SOURCE EXCERPT -
════════════════════
The Current Wisdom is a series of monthly articles in which Patrick J. Michaels, director of the Center for the Study of Science, reviews interesting items on global warming in the scientific literature that may not have received the media attention that they deserved, or have been misinterpreted in the popular press.
Did human-caused climate change lead to war in Syria?
Reading further into the articles where the case is laid out, a few caveats appear, but the chain of events seems strong.
The mechanism? An extreme drought in the Fertile Crescent region—one that a new study finds was made worse by human greenhouse gas emissions—added a spark to the tinderbox of tensions that had been amassing in Syria for a number of years under the Assad regime (including poor water management policies).
It is not until you dig pretty deep into the technical scientific literature, that you find out that the anthropogenic climate change impact on drought conditions in the Fertile Crescent is extremely minimal and tenuous—so much so that it is debatable as to whether it is detectable at all.
This is not to say that a strong and prolonged drought didn’t play some role in the Syria’s pre-war unrest—perhaps it did, perhaps it didn’t (a debate we leave up to folks much more qualified than we are on the topic)—but that the human-influenced climate change impact on the drought conditions was almost certainly too small to have mattered.
In other words, the violence would almost certainly have occurred anyway.
Several tidbits buried in the scientific literature are relevant to assessing the human impact on the meteorology behind recent drought conditions there.
It is true that climate models do project a general drying trend in the Mediterranean region (including the Fertile Crescent region in the Eastern Mediterranean) as the climate warms under increasing greenhouse gas concentrations. There are two components to the projected drying. The first is a northward expansion of the subtropical high pressure system that typically dominates the southern portion of the region. This poleward expansion of the high pressure system would act to shunt wintertime storm systems northward, increasing precipitation over Europe but decreasing precipitation across the Mediterranean. The second component is an increase in the temperature which would lead to increased evaporation and enhanced drying.
Our analysis will show that the connection between this drought and human-induced climate change is tenuous at best, and tendentious at worst.
════════════════════
PROBLEM STATEMENT - Please summarize the article on climate change and the war in Syria in two sentences. The data that comes next is separate material, apart from the article on climate change and the war in Syria.
════════════════════
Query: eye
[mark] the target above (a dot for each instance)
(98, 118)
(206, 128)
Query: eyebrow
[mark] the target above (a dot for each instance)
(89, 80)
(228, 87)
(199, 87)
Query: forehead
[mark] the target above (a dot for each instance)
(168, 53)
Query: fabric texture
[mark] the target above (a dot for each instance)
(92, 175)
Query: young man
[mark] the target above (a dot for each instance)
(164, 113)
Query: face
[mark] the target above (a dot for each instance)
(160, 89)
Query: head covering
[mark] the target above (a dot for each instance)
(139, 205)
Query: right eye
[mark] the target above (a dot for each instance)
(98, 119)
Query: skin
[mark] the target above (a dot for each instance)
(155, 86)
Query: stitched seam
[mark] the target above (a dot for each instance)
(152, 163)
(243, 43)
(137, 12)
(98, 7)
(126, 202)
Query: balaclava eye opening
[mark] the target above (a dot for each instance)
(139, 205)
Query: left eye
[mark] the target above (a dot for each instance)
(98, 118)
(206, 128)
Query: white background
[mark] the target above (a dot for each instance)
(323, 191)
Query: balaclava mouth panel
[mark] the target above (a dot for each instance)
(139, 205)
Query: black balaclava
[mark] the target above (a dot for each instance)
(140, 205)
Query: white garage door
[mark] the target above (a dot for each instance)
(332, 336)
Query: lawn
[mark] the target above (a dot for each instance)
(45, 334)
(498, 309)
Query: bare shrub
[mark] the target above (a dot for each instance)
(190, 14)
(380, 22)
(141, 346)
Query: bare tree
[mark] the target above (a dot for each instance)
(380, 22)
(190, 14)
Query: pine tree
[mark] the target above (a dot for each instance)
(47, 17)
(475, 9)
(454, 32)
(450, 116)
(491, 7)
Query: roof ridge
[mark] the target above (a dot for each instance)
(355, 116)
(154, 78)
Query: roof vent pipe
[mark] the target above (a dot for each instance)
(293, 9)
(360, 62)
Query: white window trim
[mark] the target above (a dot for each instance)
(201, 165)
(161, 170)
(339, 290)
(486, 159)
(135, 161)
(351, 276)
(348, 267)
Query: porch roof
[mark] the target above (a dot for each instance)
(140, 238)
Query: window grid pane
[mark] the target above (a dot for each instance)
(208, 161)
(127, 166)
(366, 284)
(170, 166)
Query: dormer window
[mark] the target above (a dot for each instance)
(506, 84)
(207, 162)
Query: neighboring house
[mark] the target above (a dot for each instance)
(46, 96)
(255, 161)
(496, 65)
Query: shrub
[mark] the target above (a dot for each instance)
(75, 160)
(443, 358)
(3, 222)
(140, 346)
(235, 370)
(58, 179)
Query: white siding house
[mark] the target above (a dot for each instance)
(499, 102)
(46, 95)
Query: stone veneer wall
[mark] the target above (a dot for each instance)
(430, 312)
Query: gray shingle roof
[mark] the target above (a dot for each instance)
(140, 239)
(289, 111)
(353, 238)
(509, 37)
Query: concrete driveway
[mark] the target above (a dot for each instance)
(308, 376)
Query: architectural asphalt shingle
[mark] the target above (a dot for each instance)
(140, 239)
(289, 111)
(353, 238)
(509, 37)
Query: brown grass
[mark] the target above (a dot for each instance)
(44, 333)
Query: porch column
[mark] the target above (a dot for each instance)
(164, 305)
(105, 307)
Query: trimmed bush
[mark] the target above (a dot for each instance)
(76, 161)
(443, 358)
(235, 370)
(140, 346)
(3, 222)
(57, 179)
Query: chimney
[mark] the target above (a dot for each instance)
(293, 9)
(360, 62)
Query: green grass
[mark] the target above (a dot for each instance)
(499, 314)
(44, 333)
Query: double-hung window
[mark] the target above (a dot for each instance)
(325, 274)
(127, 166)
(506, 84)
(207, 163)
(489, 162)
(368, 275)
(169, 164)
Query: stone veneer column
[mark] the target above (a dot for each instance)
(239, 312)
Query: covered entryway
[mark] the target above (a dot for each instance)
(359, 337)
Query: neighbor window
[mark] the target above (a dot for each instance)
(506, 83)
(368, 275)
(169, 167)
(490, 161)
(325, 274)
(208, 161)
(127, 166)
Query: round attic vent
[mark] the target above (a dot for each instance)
════════════════════
ANSWER TO THIS EXERCISE - The article disputes the claim that human-caused climate change helped lead to war in Syria by worsening an extreme drought in the Fertile Crescent, arguing that the human influence on that drought is minimal, tenuous, and possibly undetectable. While it grants that climate models project drying in the Mediterranean region and leaves open whether the drought played some role in the unrest, it holds that the human contribution was almost certainly too small to have mattered, so the violence would almost certainly have occurred anyway.